▶ [PROBLEMS TO WORK ON]:
#1 Output the part of the GPA guide from "Grades of W" up to and including "of letter grades.", copied word for word.
#2 Rewrite the paragraph of the GPA guide that begins "It's the standard numerical measurement" more briefly, keeping its main facts.

▶ [GIVEN TEXT]:
Back to all guides

What Does GPA Stand For? (Full Guide + How It's Calculated)

GPA Hub Editorial Team

What Does GPA Stand For?

GPA stands for Grade Point Average.

It's the standard numerical measurement of a student's academic achievement in the United States. Almost every US high school, college, and university uses some form of GPA to summarize a student's grades across all courses into a single number.

The 4.0 Scale — What Each Number Means

The most common GPA scale in the US is the 4.0 scale. Here's how letter grades map to grade points:

| Letter Grade | Percentage | GPA Points | |---|---|---| | A+ | 97–100% | 4.0 | | A | 93–96% | 4.0 | | A− | 90–92% | 3.7 | | B+ | 87–89% | 3.3 | | B | 83–86% | 3.0 | | B− | 80–82% | 2.7 | | C+ | 77–79% | 2.3 | | C | 73–76% | 2.0 | | C− | 70–72% | 1.7 | | D+ | 67–69% | 1.3 | | D | 65–66% | 1.0 | | F | Below 65% | 0.0 |

Grades of W (Withdrawal), P (Pass), and I (Incomplete) are excluded from GPA calculations.

How GPA is Calculated

GPA is a credit-hour-weighted average, not a simple average of letter grades.

The Formula: > GPA = Σ(Grade Points × Credit Hours) ÷ Σ(Credit Hours)

▶ [MATERIAL PROVIDED]:

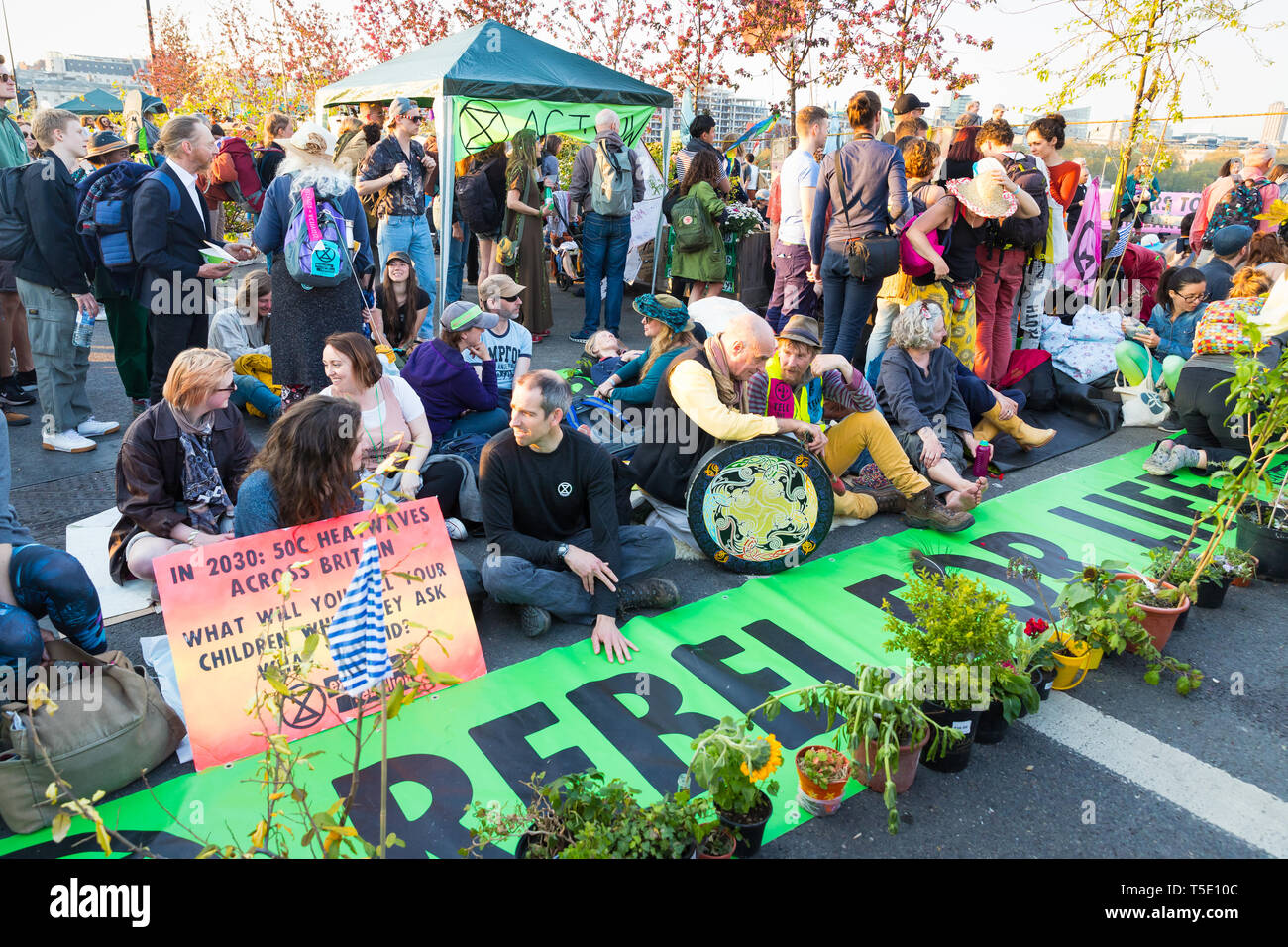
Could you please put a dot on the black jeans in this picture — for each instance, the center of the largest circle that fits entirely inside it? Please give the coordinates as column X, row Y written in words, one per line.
column 1201, row 393
column 171, row 335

▶ [RESULTS OF THE EXERCISE]:
#1
Grades of W (Withdrawal), P (Pass), and I (Incomplete) are excluded from GPA calculations.

How GPA is Calculated

GPA is a credit-hour-weighted average, not a simple average of letter grades.

#2 GPA is the standard US numerical measure of a student's academic achievement. Nearly every US high school, college, and university uses some form of it to sum up grades from all courses in one number.